==== Dataset entries

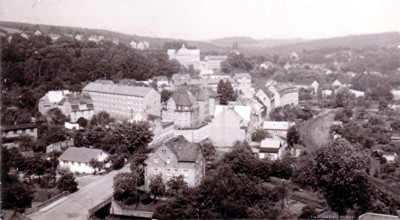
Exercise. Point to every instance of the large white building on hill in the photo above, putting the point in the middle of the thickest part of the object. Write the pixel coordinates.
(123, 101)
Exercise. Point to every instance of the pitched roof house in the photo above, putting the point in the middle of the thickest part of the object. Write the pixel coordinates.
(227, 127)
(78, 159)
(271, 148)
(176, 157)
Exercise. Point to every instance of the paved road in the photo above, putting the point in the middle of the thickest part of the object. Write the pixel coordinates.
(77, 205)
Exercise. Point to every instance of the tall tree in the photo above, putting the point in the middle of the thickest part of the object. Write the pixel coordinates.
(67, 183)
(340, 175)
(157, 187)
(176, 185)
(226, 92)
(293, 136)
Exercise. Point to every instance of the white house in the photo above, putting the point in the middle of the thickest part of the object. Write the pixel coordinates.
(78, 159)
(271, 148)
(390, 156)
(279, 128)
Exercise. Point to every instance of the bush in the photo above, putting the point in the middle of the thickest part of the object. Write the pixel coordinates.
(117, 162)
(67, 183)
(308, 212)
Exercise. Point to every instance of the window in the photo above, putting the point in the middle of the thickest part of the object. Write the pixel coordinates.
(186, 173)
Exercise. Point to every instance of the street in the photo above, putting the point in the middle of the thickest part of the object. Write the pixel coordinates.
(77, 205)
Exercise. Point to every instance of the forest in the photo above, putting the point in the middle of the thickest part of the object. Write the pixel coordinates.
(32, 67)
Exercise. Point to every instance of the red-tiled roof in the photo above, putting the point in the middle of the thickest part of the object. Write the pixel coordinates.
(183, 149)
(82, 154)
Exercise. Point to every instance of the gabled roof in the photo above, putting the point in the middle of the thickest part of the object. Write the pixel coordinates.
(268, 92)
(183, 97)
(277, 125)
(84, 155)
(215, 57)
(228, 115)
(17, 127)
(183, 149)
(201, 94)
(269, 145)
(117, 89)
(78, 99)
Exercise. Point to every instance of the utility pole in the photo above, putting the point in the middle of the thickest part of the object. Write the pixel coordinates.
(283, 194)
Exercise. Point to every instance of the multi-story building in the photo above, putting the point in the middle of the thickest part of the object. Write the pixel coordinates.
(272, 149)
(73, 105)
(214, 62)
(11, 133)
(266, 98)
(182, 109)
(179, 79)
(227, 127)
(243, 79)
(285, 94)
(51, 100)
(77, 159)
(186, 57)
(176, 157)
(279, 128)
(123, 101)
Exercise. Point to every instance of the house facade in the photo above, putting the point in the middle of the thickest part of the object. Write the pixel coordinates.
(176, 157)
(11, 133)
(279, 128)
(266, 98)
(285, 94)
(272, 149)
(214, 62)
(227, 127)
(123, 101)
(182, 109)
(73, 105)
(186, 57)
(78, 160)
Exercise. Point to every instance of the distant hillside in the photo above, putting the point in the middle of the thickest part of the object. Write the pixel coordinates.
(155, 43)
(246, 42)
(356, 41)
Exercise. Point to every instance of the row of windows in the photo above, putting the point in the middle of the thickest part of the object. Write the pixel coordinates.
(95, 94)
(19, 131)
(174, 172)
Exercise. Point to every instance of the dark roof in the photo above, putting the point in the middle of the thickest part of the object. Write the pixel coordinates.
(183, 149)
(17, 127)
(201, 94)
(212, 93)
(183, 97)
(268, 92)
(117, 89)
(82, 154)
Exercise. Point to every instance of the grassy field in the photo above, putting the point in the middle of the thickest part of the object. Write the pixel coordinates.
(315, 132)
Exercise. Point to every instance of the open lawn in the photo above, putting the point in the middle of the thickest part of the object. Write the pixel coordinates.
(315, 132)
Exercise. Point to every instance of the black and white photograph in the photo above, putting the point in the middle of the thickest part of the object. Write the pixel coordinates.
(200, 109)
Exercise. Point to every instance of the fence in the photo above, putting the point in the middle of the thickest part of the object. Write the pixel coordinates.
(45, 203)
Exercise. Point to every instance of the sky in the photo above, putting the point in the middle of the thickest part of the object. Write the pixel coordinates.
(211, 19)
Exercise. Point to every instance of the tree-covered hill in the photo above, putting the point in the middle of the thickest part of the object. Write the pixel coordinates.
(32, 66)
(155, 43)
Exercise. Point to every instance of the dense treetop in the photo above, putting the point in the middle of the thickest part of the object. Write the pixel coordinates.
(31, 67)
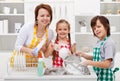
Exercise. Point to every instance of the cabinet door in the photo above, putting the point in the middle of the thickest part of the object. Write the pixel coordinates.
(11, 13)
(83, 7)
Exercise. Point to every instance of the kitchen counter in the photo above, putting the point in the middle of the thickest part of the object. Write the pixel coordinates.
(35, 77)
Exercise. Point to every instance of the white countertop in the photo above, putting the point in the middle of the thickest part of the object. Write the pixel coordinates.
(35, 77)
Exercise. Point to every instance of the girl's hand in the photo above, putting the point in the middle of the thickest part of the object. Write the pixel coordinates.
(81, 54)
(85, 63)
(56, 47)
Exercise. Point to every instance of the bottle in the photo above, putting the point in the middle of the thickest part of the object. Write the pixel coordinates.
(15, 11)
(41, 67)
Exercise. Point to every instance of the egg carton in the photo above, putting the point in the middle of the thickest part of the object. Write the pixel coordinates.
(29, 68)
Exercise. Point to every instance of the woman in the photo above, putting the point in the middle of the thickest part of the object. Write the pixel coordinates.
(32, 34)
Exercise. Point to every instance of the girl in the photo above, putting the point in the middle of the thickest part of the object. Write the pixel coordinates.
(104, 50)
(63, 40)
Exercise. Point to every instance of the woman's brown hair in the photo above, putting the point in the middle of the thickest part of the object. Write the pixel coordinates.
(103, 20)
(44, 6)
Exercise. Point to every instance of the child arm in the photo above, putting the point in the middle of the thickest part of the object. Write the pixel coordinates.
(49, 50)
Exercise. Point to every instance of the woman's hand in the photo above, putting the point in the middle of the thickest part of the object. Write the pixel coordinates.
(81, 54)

========
==== Dataset entries

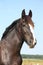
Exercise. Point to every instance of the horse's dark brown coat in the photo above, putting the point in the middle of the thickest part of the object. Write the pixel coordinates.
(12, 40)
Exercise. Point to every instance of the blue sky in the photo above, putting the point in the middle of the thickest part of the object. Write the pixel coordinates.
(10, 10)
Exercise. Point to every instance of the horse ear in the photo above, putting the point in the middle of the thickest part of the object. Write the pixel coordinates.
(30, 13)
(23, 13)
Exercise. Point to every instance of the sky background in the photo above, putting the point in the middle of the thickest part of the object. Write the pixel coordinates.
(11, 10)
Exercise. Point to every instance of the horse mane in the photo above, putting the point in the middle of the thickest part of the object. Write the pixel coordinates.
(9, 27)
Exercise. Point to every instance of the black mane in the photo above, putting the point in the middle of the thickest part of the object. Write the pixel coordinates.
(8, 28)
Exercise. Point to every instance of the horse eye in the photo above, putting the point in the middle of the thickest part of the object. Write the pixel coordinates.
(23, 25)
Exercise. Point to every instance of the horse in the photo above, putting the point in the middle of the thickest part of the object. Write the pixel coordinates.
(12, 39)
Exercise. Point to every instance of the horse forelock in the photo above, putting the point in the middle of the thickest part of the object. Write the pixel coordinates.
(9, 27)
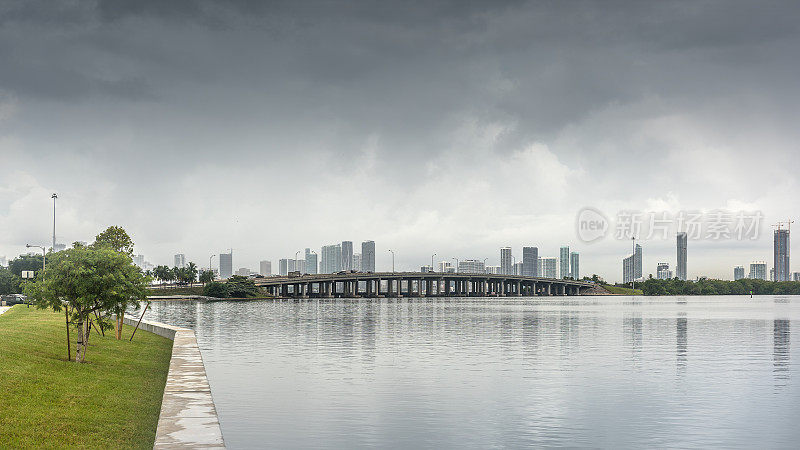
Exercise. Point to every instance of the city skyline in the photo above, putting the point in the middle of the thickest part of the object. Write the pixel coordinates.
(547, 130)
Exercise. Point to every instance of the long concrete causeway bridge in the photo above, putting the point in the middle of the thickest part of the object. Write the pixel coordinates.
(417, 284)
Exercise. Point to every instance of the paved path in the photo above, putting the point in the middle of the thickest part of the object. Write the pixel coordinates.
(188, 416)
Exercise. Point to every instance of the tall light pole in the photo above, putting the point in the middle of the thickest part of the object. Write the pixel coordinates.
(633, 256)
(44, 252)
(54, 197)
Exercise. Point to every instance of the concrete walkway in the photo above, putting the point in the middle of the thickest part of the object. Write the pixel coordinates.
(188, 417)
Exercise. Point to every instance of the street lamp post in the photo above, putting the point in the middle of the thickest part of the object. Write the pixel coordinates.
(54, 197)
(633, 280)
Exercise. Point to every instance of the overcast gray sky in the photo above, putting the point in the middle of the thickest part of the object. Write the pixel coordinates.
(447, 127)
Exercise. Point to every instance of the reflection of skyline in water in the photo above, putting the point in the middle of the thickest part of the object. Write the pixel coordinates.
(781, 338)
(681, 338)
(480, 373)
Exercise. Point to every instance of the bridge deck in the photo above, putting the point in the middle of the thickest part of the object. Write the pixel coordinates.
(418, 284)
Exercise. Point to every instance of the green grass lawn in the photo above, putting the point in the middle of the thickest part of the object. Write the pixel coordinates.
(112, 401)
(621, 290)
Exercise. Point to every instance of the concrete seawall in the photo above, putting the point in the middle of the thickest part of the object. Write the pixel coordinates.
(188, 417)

========
==== Dataset entries

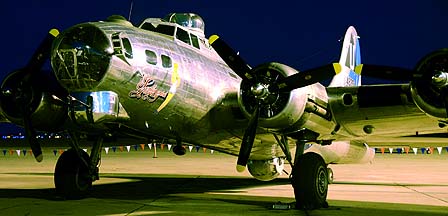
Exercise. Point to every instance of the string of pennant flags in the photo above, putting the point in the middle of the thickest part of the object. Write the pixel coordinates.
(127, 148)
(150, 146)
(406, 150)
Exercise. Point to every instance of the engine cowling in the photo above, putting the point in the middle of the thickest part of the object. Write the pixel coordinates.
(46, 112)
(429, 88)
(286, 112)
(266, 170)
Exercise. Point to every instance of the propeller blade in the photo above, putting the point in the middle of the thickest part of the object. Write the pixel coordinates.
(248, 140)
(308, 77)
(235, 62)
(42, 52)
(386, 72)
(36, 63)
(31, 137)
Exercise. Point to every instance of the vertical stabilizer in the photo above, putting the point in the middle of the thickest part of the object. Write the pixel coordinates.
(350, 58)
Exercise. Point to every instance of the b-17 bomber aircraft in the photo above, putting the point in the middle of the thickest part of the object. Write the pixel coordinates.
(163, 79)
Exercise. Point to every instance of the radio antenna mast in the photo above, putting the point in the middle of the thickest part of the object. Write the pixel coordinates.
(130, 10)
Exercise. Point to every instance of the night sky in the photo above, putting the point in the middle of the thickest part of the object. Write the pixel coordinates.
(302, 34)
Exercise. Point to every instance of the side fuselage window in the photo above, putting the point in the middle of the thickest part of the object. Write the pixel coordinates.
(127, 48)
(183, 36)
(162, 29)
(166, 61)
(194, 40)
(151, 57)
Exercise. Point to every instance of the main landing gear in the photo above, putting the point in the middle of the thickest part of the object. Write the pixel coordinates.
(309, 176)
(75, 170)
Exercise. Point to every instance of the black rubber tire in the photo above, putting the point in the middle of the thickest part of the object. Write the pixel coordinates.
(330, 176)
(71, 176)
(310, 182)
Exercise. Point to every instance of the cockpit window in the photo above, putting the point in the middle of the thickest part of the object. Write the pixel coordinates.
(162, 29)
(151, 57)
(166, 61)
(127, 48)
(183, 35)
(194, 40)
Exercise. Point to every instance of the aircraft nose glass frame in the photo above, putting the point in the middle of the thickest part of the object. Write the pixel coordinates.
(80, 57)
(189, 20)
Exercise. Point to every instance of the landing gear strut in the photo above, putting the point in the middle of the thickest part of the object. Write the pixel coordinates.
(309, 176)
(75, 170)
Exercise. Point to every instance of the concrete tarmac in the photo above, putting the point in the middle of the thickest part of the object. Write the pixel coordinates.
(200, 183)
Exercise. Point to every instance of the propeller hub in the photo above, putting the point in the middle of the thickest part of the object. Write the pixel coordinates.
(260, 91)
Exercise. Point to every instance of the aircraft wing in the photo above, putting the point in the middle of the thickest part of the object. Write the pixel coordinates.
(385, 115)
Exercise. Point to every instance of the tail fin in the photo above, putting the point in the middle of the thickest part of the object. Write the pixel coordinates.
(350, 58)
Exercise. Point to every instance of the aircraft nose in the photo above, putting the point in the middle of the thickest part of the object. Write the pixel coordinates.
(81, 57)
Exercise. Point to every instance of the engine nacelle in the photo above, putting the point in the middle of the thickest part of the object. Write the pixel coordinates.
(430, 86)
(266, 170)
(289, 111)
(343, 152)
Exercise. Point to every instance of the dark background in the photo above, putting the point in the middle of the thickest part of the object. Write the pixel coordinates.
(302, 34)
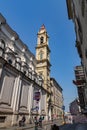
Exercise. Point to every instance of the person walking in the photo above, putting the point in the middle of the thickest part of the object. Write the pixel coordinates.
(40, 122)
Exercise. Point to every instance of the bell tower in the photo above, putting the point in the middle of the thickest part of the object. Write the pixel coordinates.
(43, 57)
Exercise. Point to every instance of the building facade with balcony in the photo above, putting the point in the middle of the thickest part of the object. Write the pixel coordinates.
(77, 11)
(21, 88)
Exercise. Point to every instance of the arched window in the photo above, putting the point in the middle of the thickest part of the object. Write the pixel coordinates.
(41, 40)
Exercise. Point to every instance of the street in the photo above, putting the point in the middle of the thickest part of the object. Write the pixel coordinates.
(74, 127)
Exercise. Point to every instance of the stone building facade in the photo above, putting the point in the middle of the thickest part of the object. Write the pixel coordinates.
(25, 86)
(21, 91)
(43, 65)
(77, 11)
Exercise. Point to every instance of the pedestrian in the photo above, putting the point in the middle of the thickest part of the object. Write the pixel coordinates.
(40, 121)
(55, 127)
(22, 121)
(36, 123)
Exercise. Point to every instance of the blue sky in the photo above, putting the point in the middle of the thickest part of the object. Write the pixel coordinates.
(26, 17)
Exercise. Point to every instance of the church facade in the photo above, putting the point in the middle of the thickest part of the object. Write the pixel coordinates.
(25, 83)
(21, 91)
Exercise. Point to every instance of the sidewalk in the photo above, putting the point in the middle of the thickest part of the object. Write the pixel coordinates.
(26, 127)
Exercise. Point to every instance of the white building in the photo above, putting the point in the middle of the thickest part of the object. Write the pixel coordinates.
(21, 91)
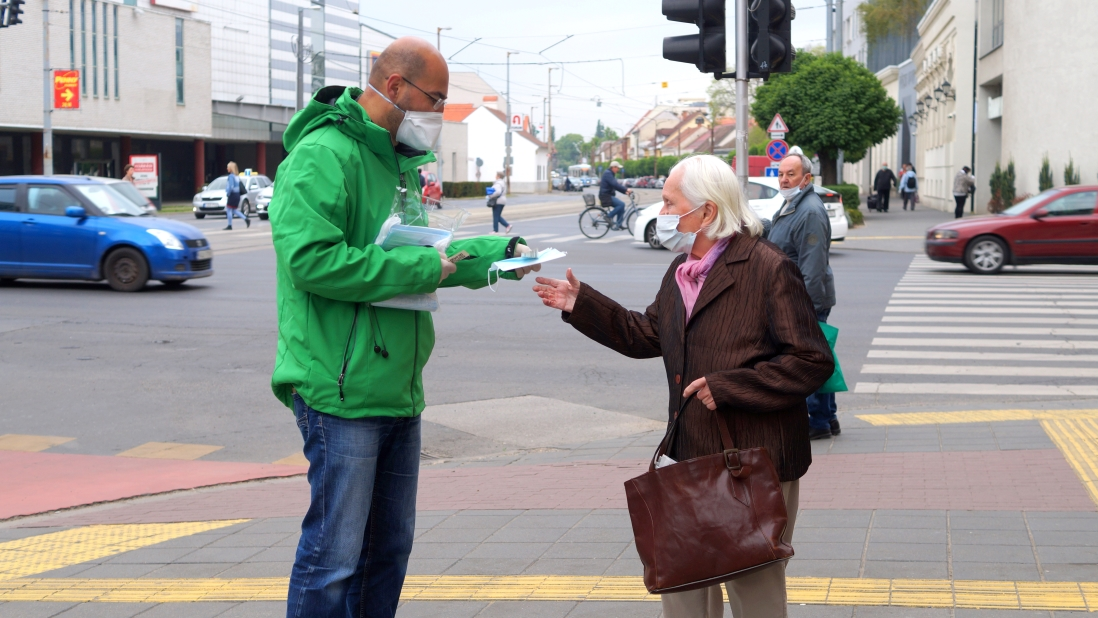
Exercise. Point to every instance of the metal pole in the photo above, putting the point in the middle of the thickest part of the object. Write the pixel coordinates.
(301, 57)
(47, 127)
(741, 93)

========

How many lines in the items above contain the string "girl"? Reply with the number alone.

> **The reply**:
2